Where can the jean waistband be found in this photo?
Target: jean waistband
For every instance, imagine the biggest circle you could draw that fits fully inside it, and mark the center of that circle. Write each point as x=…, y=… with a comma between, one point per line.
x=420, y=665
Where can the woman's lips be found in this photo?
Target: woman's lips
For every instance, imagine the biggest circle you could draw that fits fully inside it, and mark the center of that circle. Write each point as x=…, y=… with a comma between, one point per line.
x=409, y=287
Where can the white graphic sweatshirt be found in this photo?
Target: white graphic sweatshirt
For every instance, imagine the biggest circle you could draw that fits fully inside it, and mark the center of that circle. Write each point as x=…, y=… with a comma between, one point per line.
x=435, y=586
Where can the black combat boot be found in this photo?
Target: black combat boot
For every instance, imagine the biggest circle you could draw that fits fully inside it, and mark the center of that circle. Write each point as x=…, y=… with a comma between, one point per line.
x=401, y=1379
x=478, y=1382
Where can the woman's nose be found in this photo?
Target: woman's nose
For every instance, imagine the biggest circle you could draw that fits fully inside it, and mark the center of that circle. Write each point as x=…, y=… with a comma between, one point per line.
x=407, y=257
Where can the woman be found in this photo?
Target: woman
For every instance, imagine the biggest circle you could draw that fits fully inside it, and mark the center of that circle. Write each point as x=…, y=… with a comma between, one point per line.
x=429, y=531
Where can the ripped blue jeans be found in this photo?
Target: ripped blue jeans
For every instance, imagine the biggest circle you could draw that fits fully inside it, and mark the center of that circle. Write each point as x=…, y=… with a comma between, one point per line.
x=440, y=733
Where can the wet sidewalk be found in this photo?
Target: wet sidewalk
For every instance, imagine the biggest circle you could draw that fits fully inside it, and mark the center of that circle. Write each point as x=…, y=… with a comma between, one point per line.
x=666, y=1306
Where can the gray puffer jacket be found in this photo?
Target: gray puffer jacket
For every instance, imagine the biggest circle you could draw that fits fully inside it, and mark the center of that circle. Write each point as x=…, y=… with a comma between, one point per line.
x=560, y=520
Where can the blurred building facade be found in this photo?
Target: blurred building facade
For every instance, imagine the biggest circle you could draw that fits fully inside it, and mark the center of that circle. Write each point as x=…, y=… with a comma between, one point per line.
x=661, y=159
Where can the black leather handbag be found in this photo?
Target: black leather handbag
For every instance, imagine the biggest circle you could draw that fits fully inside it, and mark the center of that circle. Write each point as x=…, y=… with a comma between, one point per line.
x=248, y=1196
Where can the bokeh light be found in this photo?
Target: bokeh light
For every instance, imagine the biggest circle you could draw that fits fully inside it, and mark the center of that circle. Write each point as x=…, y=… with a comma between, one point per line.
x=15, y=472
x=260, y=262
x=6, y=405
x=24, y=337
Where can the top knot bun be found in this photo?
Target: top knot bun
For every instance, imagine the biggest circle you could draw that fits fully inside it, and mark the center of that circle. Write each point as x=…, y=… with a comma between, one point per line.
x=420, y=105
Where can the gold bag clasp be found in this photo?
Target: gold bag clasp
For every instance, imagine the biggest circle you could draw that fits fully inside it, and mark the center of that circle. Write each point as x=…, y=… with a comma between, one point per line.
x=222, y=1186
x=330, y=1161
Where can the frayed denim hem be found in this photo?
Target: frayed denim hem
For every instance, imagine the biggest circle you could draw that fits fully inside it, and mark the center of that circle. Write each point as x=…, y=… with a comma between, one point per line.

**The exercise:** Reproduce the listing shown above in its entirety, exactly.

**Output for this exercise:**
Where can the jean waistband be found in this photo?
Target: jean waistband
For every instance, imagine the biggest circle you could draw that fits fully inside it, and mark the center of that circle. Write each point as x=…, y=… with a comma between, one point per line.
x=420, y=665
Where can the woman's lips be found in this photo?
Target: woman's lips
For every instance, imagine the biggest circle you could draw that fits fully inside it, and mark the center of that circle. Write each point as x=…, y=… with a comma between, one point per line.
x=409, y=287
Where can the white graphic sweatshirt be found in this photo?
Target: white graphic sweatshirt
For every instance, imagine the biggest circle you could draw that fits fully inside it, and mark the center of that circle. Write each point as x=…, y=… with a comma between, one point per line.
x=435, y=586
Where can the black combat boot be found in this photo?
Target: black combat boot
For every instance, imagine the biggest circle you could draw that fits fully inside it, and mark the center of that circle. Write each point as x=…, y=… with a comma between, one point per line.
x=401, y=1379
x=478, y=1382
Where can the woman's nose be found in this photo?
Target: woman's nose
For every instance, imagine the biggest circle you could draw that fits fully inside it, and mark the center of that circle. Write each point as x=…, y=… with a comma between, one point per line.
x=407, y=257
Where can the woman be found in this photo?
Target: woman
For every instance, imagine the biggest circle you could draw that fits fully inside it, and mark the center of that circle. Write each point as x=…, y=… with a comma between, one point per line.
x=429, y=531
Where can the ripped blue jeans be found in this photo?
Target: ripped blue jeans
For every instance, imagine the biggest circle you could draw that fits fully inside it, and mark the center of that circle. Write each point as x=…, y=… with a comma between, one point per line.
x=440, y=733
Where can the wet sidewalk be found in this photo?
Target: wet sidewalk
For every instance, imagine the biggest circle you could draw that fits fully inside it, and mark the center of that circle. Write each point as x=…, y=… with a comma between, one point per line.
x=666, y=1306
Where can the gray puffer jacket be found in this photo?
Target: gray puffer jacket
For every instance, imagine the biggest circle you could draw that fits fully inside it, and mark the center of that circle. Write each point as x=…, y=… with a comma between, one point per line.
x=560, y=520
Where can the blurred building facade be found in this photo?
Target: blurred building facade
For every instance, imagine the biggest circle you could draw that fits fully inside it, and mark the center of that circle. Write each point as x=…, y=… with a comma between, one point per line.
x=661, y=159
Where can the black leather handbag be found in this photo?
Target: black leather handbag
For every instance, imagine the biggest circle you could draw that fits fully inside it, and mark the center of that circle. Write each point as x=…, y=… with a comma between, one point per line.
x=248, y=1196
Where can the bokeh light be found in this photo?
Target: bokeh light
For every instance, imagine the biggest circle you could draw that fits fully inside it, and mark the center of that circle. Write each point as x=…, y=… with a comma between, one point per line.
x=15, y=472
x=260, y=262
x=6, y=405
x=24, y=337
Where can the top knot bun be found in this photo?
Target: top knot bun
For every instance, imagine the biggest circle you could draw that fits fully inside it, and mark the center of that circle. Write each point as x=…, y=… with a comma between, one point per line.
x=420, y=105
Where can the gold bag clasp be found in this photo?
Target: gold bag clasp
For every instance, imagine the biggest circle you could draw that fits fully inside it, and mark the center of that circle. Write each point as x=…, y=… with a comma between, one point per line.
x=222, y=1186
x=330, y=1161
Where can the frayed denim hem be found in this photo?
Target: frayed denim hem
For every instance, imagine the biggest circle you could draw that fits fully inside it, and mark the center of that circle. Write each point as x=…, y=… with a comma between, one point per line.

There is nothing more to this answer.